Document text>
Obama at least understands this, and frames his objections to Hillary's "bitter pill" with a left frame, invoking people's fears of not being able to afford it.
Again, on paper, her's makes more economic sense, but neither one is good, and Obama wins on the framing and on not being tone-deaf to what working people fear.
Full disclosure, I didn't caucus for either of them. Fai de bèn a Bertrand, te lou rendra en cagant
With mandates, an employee would have to take any incentive from his private company to leave the company's plan and reinvest that incentive in the gov't plan. Will there be pain in the transition? I imagine so. But businesses will be putting this transition on the fast track in order to recover the unwieldy costs of having to provide health insurance for their workers. They will absolutely see the money sense of giving workers higher salaries in exchange for not having to provide them health care. If I'm paying $180 a month right now (I am) and my employer is chipping in $310 (it is) then that combined $500 a month should be enough for me to buy into the gov't plan (in fact, the gov't plan may even be less). Poor people who are squeezed? They have to be subsidized. The fact is, many of the working poor do not even have health insurance right now. This is what the health care plan is all about, providing coverage to the uninsured, because otherwise it's not going to happen. Without mandates, we're still going to have a ton of uninsured. With mandates, we will be transitioning to a single-payer system. When a huge proportion of the workforce is under a gov't plan, the transition to universal health care would be easy because the gov't could then deal directly with health care providers.

Exercise instructions>
Update the health care post by rewriting everything from "Again, on paper, her's" down to "working people fear.", putting "messaging" in place of "framing".

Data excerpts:

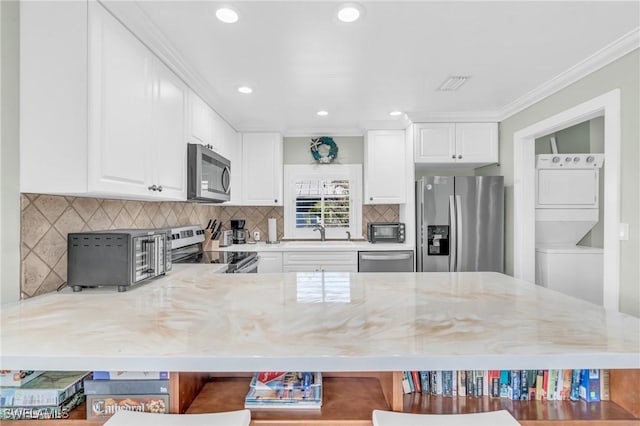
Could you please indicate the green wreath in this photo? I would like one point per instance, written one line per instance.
(324, 155)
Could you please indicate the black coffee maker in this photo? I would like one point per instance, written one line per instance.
(239, 233)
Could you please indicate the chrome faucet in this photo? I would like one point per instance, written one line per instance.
(319, 227)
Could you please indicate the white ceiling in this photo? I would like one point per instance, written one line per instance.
(299, 58)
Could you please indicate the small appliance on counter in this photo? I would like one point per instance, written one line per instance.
(385, 232)
(239, 233)
(117, 258)
(190, 250)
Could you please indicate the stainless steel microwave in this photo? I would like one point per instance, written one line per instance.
(117, 258)
(386, 232)
(208, 174)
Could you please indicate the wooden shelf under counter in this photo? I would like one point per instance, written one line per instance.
(346, 401)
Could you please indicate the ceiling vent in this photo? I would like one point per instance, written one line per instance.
(453, 83)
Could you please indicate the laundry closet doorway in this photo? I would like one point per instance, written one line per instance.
(606, 106)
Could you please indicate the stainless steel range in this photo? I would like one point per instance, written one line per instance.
(186, 247)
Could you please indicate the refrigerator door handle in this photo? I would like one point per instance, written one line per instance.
(453, 249)
(459, 231)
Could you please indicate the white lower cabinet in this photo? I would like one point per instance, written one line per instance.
(342, 261)
(269, 261)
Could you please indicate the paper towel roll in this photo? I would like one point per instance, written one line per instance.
(273, 233)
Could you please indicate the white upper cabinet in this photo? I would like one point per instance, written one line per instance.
(385, 167)
(464, 144)
(262, 169)
(128, 103)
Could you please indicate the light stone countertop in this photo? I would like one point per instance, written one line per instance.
(197, 320)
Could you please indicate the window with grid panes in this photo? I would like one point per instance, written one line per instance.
(325, 195)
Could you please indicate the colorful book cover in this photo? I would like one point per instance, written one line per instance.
(447, 383)
(43, 412)
(101, 407)
(17, 377)
(539, 385)
(125, 387)
(565, 393)
(605, 392)
(416, 381)
(504, 383)
(524, 385)
(575, 385)
(424, 381)
(493, 377)
(552, 384)
(405, 382)
(514, 385)
(590, 385)
(51, 388)
(285, 380)
(462, 383)
(130, 375)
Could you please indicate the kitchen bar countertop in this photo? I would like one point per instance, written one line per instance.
(198, 320)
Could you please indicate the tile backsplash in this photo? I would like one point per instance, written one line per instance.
(47, 219)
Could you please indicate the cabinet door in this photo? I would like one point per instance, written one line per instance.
(169, 149)
(269, 262)
(434, 143)
(120, 99)
(385, 167)
(262, 169)
(477, 142)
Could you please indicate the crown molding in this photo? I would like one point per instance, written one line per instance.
(608, 54)
(470, 116)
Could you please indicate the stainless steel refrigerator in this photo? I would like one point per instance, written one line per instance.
(460, 223)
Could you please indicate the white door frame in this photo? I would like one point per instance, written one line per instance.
(607, 105)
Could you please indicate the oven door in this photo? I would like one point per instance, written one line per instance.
(209, 175)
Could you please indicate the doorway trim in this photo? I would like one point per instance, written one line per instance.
(607, 105)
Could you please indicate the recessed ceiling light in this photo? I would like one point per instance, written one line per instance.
(349, 13)
(227, 15)
(453, 83)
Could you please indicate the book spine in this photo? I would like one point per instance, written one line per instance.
(524, 385)
(462, 383)
(101, 407)
(43, 413)
(132, 387)
(605, 392)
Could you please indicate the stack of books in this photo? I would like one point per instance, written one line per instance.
(285, 390)
(552, 385)
(44, 395)
(111, 391)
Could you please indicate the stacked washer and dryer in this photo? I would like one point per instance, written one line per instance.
(566, 210)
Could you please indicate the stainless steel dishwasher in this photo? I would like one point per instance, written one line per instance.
(385, 261)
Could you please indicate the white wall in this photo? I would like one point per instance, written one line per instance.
(9, 153)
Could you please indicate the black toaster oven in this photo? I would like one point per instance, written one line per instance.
(119, 257)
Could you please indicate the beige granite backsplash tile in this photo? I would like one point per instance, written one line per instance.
(48, 219)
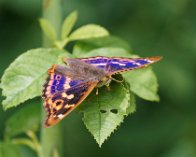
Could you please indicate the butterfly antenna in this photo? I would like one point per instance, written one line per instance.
(97, 91)
(119, 81)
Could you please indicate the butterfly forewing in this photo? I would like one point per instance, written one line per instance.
(62, 94)
(67, 86)
(113, 65)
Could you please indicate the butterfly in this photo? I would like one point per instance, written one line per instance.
(67, 86)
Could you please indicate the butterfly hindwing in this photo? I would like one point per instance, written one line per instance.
(62, 103)
(62, 93)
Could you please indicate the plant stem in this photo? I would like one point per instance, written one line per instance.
(51, 138)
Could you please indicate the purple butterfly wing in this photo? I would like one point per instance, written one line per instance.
(114, 65)
(62, 94)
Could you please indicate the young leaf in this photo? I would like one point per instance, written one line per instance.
(31, 121)
(105, 111)
(48, 29)
(24, 78)
(88, 31)
(143, 82)
(85, 46)
(8, 149)
(68, 24)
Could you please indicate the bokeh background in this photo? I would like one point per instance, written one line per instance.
(153, 27)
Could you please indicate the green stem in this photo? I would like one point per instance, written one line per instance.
(51, 138)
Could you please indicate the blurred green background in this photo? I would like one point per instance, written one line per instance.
(153, 27)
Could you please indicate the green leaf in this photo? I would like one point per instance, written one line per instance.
(24, 78)
(68, 24)
(27, 118)
(88, 31)
(8, 149)
(109, 41)
(105, 111)
(48, 29)
(143, 82)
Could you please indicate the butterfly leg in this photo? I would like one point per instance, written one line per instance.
(119, 81)
(108, 87)
(97, 91)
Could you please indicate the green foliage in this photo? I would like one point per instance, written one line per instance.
(48, 29)
(105, 111)
(85, 32)
(144, 83)
(7, 149)
(88, 31)
(31, 121)
(68, 24)
(24, 78)
(101, 125)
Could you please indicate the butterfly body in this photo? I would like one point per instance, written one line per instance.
(67, 86)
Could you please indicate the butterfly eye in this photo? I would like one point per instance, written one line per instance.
(115, 111)
(58, 104)
(103, 111)
(58, 77)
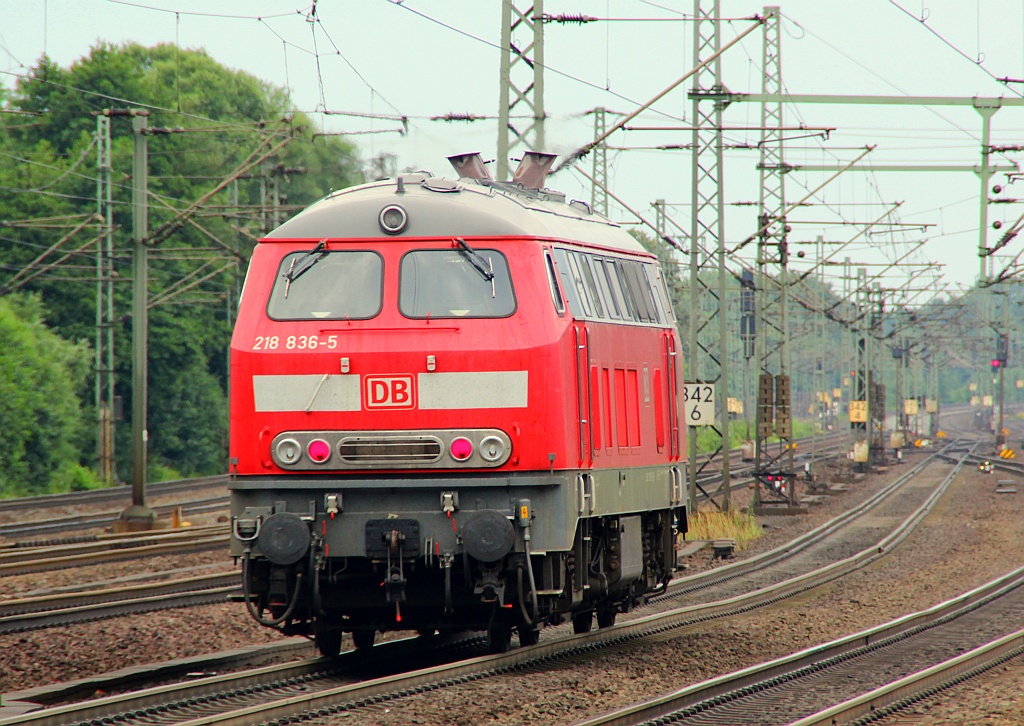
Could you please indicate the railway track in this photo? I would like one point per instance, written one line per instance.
(121, 493)
(325, 693)
(44, 527)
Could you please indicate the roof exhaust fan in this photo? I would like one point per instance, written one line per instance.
(534, 169)
(470, 166)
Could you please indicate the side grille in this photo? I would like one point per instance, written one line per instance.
(390, 450)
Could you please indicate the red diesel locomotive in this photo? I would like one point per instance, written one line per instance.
(455, 406)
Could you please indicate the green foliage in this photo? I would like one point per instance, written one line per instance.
(76, 478)
(40, 379)
(217, 118)
(159, 472)
(734, 524)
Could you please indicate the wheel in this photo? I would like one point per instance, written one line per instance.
(328, 642)
(364, 638)
(528, 635)
(499, 637)
(582, 622)
(606, 616)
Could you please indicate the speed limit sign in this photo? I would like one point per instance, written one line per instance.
(698, 402)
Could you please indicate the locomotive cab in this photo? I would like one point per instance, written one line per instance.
(454, 408)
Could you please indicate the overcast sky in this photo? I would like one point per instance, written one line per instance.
(422, 58)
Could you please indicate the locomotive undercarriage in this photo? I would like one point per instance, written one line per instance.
(495, 569)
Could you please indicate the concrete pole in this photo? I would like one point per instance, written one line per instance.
(138, 516)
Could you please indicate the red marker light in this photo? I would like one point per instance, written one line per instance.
(461, 449)
(318, 451)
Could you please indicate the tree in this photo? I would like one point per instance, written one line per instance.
(41, 377)
(214, 119)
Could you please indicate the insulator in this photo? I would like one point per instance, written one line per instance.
(569, 17)
(455, 117)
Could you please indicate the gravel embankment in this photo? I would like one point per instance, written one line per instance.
(973, 537)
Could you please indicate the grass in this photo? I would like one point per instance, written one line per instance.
(734, 524)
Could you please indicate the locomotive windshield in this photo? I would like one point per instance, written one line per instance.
(451, 284)
(340, 286)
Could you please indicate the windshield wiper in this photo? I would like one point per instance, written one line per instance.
(304, 264)
(484, 266)
(479, 264)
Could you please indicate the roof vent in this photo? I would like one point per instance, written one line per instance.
(534, 169)
(470, 166)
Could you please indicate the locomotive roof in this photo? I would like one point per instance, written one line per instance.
(440, 207)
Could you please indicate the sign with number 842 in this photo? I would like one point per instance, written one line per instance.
(698, 402)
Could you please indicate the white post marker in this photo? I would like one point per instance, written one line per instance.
(698, 402)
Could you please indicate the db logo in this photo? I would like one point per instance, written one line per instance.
(389, 392)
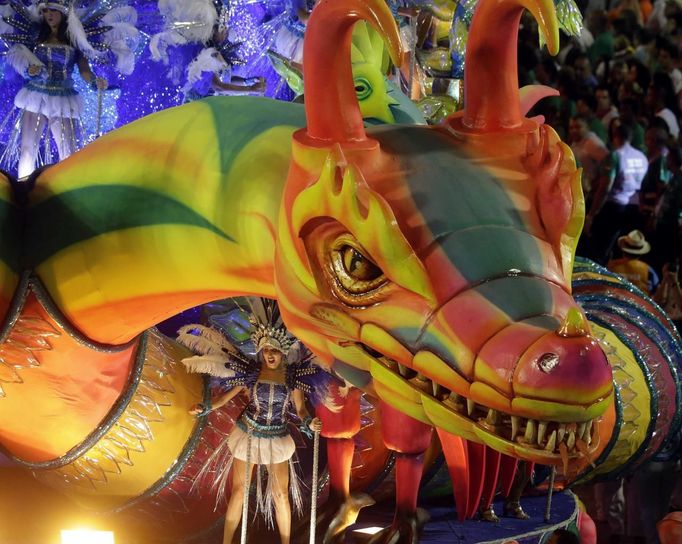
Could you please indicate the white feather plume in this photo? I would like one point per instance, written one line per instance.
(6, 11)
(20, 58)
(122, 14)
(209, 60)
(125, 57)
(78, 37)
(159, 44)
(208, 364)
(210, 337)
(192, 19)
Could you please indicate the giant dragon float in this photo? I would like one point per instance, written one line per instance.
(433, 268)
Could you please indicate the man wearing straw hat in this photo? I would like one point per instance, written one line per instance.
(630, 267)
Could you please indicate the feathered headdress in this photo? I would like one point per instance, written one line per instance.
(59, 5)
(268, 328)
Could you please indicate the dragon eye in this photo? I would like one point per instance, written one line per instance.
(357, 266)
(548, 362)
(356, 278)
(362, 88)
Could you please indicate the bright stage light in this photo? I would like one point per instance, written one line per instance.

Answer for this exercise>
Again, on paper, her's makes more economic sense, but neither one is good, and Obama wins on the messaging and on not being tone-deaf to what working people fear.